> **TASK ITEM**
The answer should hold only the lines from the beginning of the material through the one with "[segment] railing post", reproduced exactly and without pictures.

> **SUPPLIED INFORMATION**
———

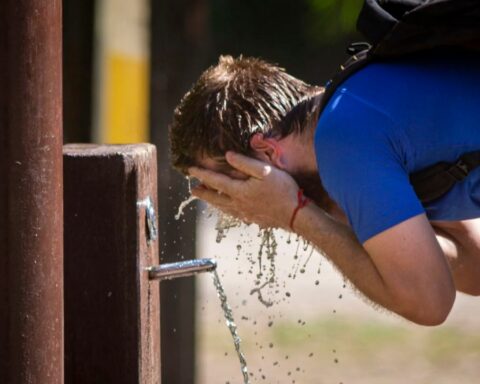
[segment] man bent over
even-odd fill
[[[479,60],[373,63],[321,114],[323,88],[221,57],[175,110],[173,165],[193,194],[321,249],[370,300],[423,325],[480,294],[480,169],[421,204],[409,175],[480,149]]]

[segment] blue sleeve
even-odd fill
[[[346,91],[337,92],[319,120],[322,183],[361,243],[424,212],[403,165],[408,143],[402,140],[386,113]]]

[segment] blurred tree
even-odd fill
[[[338,41],[355,32],[360,0],[305,0],[308,6],[306,36],[318,43]]]
[[[212,62],[219,54],[262,57],[322,84],[357,39],[361,0],[209,0]]]
[[[218,51],[273,56],[283,63],[305,48],[303,0],[211,0],[211,4],[212,37]]]

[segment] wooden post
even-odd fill
[[[156,154],[149,144],[67,145],[65,382],[160,382]]]

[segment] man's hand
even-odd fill
[[[202,183],[192,190],[192,194],[247,223],[288,229],[297,204],[295,180],[284,171],[238,153],[228,152],[226,159],[247,178],[238,180],[192,167],[190,176]]]

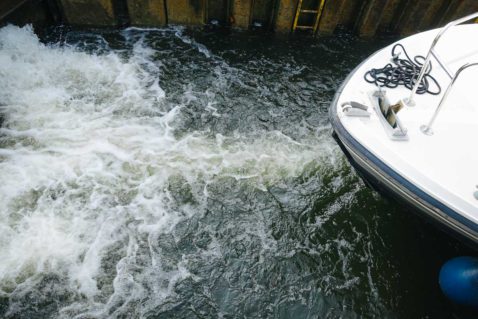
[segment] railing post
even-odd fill
[[[422,69],[420,70],[420,74],[418,75],[418,79],[416,80],[415,84],[413,85],[412,92],[410,93],[410,96],[406,99],[404,99],[404,102],[408,106],[415,106],[415,100],[413,99],[415,97],[415,94],[417,93],[418,87],[420,86],[420,82],[422,81],[423,77],[425,76],[426,69],[428,68],[428,64],[430,63],[431,55],[433,52],[433,49],[435,48],[435,45],[438,43],[438,40],[440,40],[441,36],[451,27],[456,26],[458,24],[461,24],[463,22],[466,22],[471,19],[475,19],[478,17],[478,12],[475,12],[473,14],[470,14],[466,17],[463,17],[461,19],[452,21],[448,23],[446,26],[444,26],[440,32],[438,32],[437,36],[432,42],[432,45],[430,46],[430,50],[428,50],[428,54],[425,58],[425,62],[423,63]]]
[[[428,122],[428,124],[426,125],[422,125],[420,126],[420,130],[426,134],[426,135],[433,135],[433,129],[432,129],[432,125],[433,123],[435,122],[437,116],[438,116],[438,113],[440,113],[440,110],[442,109],[443,107],[443,104],[445,104],[445,101],[447,100],[448,98],[448,95],[450,94],[451,92],[451,89],[453,87],[453,84],[456,82],[456,80],[458,79],[458,76],[460,75],[460,73],[465,70],[465,69],[468,69],[469,67],[472,67],[472,66],[476,66],[478,65],[478,62],[475,62],[475,63],[467,63],[465,65],[463,65],[462,67],[460,67],[458,69],[458,71],[456,71],[456,74],[455,76],[453,77],[453,80],[450,82],[450,84],[448,85],[448,87],[446,88],[446,91],[445,93],[443,94],[443,97],[441,98],[440,100],[440,103],[438,104],[438,107],[436,108],[435,110],[435,113],[433,113],[433,116],[432,118],[430,119],[430,122]]]

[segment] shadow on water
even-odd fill
[[[439,268],[469,250],[330,136],[341,81],[395,39],[45,34],[0,34],[0,174],[41,172],[0,188],[3,317],[452,316]]]

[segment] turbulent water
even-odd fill
[[[330,136],[387,41],[0,29],[0,315],[446,317],[463,248]]]

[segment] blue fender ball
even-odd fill
[[[443,293],[454,303],[478,309],[478,258],[456,257],[440,270]]]

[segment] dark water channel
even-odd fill
[[[0,30],[0,316],[450,318],[469,253],[330,136],[395,39]],[[44,44],[46,43],[46,44]]]

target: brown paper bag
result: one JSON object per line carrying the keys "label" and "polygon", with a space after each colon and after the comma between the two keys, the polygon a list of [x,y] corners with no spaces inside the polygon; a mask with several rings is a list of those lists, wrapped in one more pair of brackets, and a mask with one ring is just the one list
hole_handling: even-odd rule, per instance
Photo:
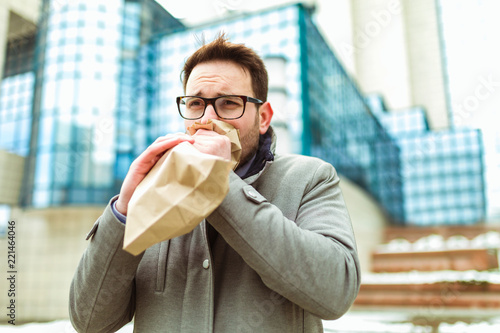
{"label": "brown paper bag", "polygon": [[232,125],[225,123],[220,120],[209,119],[206,124],[201,124],[199,122],[194,123],[189,126],[187,132],[190,135],[196,133],[199,129],[206,129],[214,131],[218,134],[225,135],[231,141],[231,162],[233,164],[233,170],[236,170],[241,157],[241,143],[240,143],[240,133]]}
{"label": "brown paper bag", "polygon": [[229,190],[229,172],[239,162],[241,145],[237,130],[218,123],[222,122],[214,121],[211,125],[218,133],[229,133],[231,146],[235,146],[232,158],[236,156],[238,160],[229,162],[203,154],[187,142],[168,150],[130,199],[125,251],[138,255],[156,243],[189,233],[224,200]]}

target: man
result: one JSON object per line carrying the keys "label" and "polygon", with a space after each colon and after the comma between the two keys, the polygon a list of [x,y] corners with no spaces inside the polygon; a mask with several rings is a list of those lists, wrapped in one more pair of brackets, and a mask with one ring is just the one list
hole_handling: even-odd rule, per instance
{"label": "man", "polygon": [[189,234],[136,257],[122,250],[127,205],[169,148],[187,141],[230,159],[212,131],[158,138],[130,166],[88,237],[70,292],[79,332],[113,332],[135,315],[137,332],[322,332],[354,301],[360,269],[339,178],[319,159],[274,154],[262,60],[224,36],[184,66],[177,99],[186,127],[225,121],[242,158],[222,204]]}

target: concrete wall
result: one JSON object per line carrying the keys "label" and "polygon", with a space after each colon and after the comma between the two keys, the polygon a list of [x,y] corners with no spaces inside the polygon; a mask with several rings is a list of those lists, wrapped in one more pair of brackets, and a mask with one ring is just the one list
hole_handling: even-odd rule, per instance
{"label": "concrete wall", "polygon": [[[15,221],[16,232],[16,323],[68,318],[71,279],[87,246],[85,236],[103,209],[13,209],[10,220]],[[1,267],[7,262],[6,248],[7,239],[0,239]],[[10,300],[8,289],[8,281],[2,277],[2,309]],[[9,319],[5,315],[0,318],[0,323]]]}
{"label": "concrete wall", "polygon": [[377,202],[359,186],[341,178],[340,187],[356,236],[361,272],[367,273],[371,270],[373,250],[384,241],[389,220]]}
{"label": "concrete wall", "polygon": [[42,0],[3,0],[0,4],[8,7],[11,11],[25,20],[36,24],[40,16]]}
{"label": "concrete wall", "polygon": [[0,205],[17,205],[23,181],[24,157],[0,149]]}
{"label": "concrete wall", "polygon": [[3,77],[5,51],[7,50],[7,34],[9,32],[9,9],[0,2],[0,81]]}

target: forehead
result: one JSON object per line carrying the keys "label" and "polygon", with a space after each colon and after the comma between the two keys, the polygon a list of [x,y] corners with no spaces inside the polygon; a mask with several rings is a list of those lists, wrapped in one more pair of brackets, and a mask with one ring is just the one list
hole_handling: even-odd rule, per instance
{"label": "forehead", "polygon": [[248,72],[231,61],[211,61],[196,65],[186,84],[186,92],[249,94],[252,81]]}

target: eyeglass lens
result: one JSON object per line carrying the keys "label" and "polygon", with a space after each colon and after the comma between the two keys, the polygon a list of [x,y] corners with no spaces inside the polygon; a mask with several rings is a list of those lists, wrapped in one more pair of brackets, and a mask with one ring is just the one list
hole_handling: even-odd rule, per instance
{"label": "eyeglass lens", "polygon": [[[199,97],[183,97],[179,101],[179,110],[183,117],[197,119],[203,116],[205,104],[205,100]],[[218,116],[226,119],[239,118],[245,109],[245,102],[237,96],[221,96],[212,105],[215,105]]]}

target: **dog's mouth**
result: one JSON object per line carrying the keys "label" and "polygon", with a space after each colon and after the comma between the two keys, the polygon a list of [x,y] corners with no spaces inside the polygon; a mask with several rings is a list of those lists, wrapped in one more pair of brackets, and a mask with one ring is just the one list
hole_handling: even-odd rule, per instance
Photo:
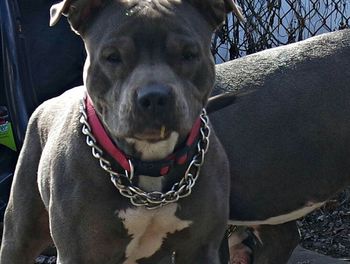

———

> **SOLUTION TO THIS PROBLEM**
[segment] man bent over
even-odd fill
[[[479,60],[373,63],[321,114],[323,88],[221,57],[175,110],[173,165],[193,194],[321,249],[370,300],[423,325],[480,294],[480,169],[421,204],[409,175],[480,149]]]

[segment] blue sleeve
even-odd fill
[[[346,91],[337,92],[319,120],[322,183],[361,243],[424,212],[403,165],[408,143],[402,140],[386,113]]]

[segment] blurred tree
even-odd fill
[[[338,41],[355,32],[360,0],[305,0],[308,6],[306,36],[318,43]]]
[[[212,62],[219,54],[262,57],[322,84],[357,39],[361,0],[209,0]]]
[[[218,51],[273,56],[283,63],[305,48],[303,0],[211,0],[211,4],[212,37]]]

[segment] wooden post
even-odd fill
[[[156,154],[149,144],[67,145],[65,382],[160,382]]]

[segment] man's hand
even-odd fill
[[[202,183],[192,190],[192,194],[247,223],[288,229],[297,204],[295,180],[284,171],[238,153],[228,152],[226,159],[247,178],[238,180],[192,167],[190,176]]]

[segment] railing post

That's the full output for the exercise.